* _EXERCISE DIRECTIONS_
Copy every line below that has the word "paved" in it.

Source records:
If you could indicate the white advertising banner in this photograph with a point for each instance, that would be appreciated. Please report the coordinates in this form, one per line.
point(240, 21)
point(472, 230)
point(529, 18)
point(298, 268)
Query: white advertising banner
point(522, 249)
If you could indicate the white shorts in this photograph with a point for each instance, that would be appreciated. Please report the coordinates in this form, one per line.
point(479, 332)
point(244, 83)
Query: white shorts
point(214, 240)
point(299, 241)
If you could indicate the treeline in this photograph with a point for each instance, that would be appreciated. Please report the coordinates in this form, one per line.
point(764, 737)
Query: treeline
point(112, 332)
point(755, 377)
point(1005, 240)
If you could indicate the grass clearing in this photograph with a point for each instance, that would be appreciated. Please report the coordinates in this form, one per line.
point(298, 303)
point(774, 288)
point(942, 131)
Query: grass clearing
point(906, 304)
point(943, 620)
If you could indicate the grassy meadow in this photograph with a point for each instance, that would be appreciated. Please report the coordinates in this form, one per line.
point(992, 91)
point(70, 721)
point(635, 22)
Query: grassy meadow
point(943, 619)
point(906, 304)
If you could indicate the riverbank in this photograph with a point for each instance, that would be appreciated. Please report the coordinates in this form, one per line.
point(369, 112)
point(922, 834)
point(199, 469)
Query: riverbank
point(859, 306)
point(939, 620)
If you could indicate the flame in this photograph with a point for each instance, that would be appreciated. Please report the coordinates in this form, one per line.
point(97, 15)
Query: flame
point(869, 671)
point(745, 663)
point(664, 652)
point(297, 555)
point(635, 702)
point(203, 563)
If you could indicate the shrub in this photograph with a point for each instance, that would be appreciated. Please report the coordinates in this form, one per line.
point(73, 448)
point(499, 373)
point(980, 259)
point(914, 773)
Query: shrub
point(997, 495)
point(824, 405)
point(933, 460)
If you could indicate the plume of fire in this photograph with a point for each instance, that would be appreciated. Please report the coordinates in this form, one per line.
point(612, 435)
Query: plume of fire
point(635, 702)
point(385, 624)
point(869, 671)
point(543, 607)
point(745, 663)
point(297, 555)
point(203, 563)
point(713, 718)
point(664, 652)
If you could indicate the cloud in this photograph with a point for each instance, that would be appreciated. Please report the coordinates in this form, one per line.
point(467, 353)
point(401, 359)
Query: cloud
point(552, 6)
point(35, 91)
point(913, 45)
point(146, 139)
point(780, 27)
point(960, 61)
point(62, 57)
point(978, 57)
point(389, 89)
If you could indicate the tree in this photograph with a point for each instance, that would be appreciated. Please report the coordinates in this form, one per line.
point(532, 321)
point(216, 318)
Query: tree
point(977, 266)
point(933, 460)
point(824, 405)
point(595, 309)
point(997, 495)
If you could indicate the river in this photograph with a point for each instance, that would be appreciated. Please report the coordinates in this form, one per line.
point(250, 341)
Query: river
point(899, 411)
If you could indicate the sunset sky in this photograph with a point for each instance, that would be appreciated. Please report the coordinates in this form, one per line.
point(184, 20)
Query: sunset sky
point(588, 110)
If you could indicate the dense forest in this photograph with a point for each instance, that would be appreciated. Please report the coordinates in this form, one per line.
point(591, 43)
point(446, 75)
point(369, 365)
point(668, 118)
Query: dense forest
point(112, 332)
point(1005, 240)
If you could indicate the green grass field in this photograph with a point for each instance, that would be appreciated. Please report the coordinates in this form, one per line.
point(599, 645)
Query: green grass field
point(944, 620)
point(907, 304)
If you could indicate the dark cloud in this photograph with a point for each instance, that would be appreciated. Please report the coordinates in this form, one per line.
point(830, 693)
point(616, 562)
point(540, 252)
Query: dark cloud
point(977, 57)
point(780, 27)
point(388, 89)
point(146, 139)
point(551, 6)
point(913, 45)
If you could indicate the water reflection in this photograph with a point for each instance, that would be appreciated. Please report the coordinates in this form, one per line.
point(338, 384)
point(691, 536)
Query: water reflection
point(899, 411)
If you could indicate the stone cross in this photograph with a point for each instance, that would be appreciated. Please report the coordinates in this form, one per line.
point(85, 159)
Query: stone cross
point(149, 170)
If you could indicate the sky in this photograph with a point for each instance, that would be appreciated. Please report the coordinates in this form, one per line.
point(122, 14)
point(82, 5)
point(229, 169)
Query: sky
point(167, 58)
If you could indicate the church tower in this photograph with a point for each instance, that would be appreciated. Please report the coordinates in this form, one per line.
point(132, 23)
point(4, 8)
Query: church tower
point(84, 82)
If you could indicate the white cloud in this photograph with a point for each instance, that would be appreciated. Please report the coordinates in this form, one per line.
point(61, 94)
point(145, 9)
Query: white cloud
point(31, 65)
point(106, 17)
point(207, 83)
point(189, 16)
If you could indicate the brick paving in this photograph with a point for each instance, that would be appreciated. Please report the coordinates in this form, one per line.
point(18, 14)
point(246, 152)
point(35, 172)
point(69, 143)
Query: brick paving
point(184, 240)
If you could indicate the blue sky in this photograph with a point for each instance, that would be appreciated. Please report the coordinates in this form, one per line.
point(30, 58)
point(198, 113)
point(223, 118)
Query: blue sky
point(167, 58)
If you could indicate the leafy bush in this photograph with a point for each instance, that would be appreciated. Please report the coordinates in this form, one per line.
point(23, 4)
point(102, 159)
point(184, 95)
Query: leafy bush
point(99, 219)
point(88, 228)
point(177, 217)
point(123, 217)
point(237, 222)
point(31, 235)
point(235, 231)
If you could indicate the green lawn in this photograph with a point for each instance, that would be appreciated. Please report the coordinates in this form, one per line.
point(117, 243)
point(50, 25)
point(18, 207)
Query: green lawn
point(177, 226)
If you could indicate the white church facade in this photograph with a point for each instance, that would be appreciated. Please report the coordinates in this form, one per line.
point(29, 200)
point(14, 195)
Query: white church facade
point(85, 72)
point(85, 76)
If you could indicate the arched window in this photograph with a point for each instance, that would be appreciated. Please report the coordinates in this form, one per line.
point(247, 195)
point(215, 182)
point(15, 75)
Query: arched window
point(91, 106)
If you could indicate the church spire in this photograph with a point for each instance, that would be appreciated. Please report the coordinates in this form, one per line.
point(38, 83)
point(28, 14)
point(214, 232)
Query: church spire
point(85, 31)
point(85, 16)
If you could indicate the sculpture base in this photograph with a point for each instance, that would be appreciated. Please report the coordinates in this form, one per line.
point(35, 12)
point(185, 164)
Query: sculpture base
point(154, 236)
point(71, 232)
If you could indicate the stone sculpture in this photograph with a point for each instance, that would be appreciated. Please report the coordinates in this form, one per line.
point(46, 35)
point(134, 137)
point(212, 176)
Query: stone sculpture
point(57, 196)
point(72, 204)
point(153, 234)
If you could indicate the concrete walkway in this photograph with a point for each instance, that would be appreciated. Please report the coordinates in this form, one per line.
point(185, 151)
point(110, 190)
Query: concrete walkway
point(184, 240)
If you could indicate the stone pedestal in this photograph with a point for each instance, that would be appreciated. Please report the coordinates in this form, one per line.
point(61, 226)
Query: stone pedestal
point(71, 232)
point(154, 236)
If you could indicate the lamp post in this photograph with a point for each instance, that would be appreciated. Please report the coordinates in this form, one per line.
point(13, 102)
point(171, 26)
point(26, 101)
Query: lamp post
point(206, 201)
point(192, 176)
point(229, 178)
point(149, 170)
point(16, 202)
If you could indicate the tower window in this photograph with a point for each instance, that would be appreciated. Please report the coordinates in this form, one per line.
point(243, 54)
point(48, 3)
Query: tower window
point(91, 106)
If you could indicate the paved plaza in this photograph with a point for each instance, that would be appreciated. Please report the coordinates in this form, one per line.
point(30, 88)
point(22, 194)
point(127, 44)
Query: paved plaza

* _WRITTEN SOLUTION_
If you could indicate the paved plaza in this photograph with a point for each instance, that would be appreciated. Please report the coordinates in this form, one per line.
Query: paved plaza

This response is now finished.